▸ TASK REQUIREMENTS
Please write out again the rows below, starting at the line that has "the green tree" and ending after the line that has "<point>50,378</point>". Keep every line, but add 129 to each coordinate in the answer points.

## start

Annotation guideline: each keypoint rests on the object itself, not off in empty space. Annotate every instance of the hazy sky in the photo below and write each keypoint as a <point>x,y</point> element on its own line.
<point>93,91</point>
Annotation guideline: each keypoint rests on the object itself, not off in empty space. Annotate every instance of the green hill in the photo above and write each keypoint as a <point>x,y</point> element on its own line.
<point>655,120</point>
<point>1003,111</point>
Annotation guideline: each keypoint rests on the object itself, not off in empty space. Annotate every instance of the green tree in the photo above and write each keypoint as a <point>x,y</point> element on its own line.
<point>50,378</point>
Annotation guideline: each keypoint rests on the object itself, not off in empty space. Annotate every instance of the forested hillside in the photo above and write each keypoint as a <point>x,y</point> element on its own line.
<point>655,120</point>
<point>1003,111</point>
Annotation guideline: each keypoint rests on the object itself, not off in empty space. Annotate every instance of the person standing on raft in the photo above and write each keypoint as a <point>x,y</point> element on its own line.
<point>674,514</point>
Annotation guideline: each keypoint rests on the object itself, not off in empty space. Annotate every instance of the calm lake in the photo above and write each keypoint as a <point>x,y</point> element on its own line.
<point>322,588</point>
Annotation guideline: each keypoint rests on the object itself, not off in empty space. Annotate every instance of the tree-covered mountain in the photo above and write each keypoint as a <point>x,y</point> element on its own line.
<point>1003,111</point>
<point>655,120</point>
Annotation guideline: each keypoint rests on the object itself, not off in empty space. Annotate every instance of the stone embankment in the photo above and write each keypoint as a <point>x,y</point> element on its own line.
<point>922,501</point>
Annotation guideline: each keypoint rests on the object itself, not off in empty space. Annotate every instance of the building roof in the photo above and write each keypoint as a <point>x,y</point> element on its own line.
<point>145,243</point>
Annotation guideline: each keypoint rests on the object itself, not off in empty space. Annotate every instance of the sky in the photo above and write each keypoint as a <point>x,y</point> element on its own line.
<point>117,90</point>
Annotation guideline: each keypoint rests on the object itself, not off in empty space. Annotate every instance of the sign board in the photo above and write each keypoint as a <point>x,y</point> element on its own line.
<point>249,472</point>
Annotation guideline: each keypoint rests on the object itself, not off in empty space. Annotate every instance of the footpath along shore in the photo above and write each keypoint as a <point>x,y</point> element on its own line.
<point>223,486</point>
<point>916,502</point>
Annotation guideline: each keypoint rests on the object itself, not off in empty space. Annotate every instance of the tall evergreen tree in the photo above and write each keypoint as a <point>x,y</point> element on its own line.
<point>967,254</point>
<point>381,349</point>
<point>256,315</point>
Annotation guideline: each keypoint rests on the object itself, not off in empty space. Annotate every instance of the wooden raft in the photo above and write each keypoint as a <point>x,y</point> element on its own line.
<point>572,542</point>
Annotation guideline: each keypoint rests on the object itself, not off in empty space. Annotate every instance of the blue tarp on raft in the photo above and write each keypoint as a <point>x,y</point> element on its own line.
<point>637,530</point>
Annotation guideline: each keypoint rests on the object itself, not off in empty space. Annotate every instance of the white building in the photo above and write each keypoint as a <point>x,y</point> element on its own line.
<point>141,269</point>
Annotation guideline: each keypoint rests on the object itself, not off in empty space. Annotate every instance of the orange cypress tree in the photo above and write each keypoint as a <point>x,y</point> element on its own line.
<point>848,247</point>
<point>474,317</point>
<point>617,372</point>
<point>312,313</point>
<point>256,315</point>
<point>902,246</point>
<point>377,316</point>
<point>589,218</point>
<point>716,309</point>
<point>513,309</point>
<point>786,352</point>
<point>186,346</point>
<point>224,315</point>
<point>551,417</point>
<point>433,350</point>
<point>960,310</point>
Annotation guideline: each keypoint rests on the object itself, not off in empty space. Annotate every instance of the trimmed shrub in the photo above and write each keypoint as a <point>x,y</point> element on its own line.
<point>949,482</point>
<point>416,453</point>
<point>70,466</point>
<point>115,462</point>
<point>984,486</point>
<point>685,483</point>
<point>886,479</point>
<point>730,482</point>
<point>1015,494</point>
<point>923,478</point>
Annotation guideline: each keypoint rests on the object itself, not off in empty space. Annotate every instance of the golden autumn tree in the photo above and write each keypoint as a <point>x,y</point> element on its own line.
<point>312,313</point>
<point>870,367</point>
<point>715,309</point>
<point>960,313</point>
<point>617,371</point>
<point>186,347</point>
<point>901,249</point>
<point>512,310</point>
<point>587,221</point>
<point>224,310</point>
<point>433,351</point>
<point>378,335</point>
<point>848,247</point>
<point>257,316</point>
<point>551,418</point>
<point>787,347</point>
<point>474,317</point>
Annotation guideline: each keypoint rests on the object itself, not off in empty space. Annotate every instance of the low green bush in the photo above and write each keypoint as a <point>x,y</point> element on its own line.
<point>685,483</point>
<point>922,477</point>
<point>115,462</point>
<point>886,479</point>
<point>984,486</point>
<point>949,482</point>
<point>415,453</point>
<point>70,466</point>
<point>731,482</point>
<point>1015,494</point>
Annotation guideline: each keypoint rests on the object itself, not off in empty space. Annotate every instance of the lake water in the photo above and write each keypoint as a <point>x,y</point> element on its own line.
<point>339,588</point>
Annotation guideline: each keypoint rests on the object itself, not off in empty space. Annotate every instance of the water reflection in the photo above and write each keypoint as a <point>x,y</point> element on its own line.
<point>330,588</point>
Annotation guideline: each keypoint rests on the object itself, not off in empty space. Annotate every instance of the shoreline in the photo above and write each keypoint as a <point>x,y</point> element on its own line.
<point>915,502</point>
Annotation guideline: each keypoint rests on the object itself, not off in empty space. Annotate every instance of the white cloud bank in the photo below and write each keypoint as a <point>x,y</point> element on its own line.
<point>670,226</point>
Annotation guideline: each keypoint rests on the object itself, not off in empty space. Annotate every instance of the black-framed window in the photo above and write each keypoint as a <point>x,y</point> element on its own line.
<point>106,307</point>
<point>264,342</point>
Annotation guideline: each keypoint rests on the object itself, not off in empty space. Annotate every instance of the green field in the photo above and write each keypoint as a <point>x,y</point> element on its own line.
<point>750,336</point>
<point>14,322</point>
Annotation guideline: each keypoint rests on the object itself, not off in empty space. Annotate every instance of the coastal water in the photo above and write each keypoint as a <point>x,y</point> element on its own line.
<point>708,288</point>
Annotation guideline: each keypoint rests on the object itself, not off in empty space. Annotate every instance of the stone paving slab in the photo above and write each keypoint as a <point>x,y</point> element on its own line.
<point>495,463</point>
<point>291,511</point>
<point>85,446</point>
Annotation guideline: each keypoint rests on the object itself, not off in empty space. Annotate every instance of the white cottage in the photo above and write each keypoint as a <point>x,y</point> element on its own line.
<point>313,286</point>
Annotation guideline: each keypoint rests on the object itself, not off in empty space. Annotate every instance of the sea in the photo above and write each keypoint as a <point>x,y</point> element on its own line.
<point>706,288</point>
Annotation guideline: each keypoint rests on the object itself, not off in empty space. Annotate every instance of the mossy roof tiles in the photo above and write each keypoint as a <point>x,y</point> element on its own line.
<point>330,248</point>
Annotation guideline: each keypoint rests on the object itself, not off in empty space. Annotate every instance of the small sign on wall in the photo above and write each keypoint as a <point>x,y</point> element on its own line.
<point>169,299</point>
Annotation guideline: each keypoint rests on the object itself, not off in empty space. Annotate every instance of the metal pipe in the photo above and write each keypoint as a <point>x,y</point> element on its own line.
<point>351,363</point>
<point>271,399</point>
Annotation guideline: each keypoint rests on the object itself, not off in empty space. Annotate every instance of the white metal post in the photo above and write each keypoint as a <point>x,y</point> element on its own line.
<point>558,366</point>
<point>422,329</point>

## end

▸ FINISHED EXERCISE
Annotation guideline: each keypoint rests on the object itself, not off in empty space. Annotate every instance of the green tree in the photo above and write each keypoint as a <point>x,y</point> element on its own line.
<point>179,507</point>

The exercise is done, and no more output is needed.